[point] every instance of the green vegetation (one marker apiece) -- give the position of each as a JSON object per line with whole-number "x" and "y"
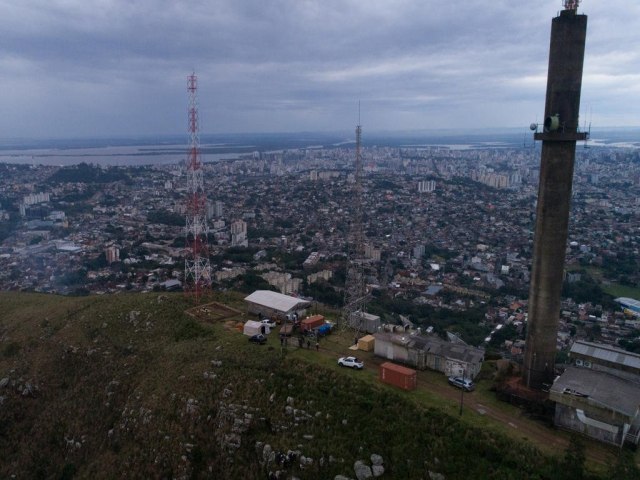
{"x": 99, "y": 385}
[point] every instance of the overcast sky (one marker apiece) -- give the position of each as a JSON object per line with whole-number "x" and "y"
{"x": 78, "y": 68}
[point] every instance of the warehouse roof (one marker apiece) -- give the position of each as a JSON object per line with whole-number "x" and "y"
{"x": 276, "y": 301}
{"x": 598, "y": 389}
{"x": 607, "y": 353}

■ ■ ■ ■

THE REQUEST. Rewrite the records above with "overcast sky" swapped for "cloudy sky" and nothing else changed. Omit the pictures from your answer.

WRITTEN RESPONSE.
[point] every instance of the green vegetation (one marker apiece) -- give the position of each as a JSON object per line with whole-number "x" and "y"
{"x": 99, "y": 385}
[point] every instance of the cloudy sky (one marker apiece) -- give the position of each as a JSON object per line with whole-number "x" and "y"
{"x": 78, "y": 68}
[point] every instance of the warehouse roof (one marker apiece) -- give the position of each as a JSON object per line with whole-number "x" and "y"
{"x": 276, "y": 301}
{"x": 598, "y": 389}
{"x": 607, "y": 353}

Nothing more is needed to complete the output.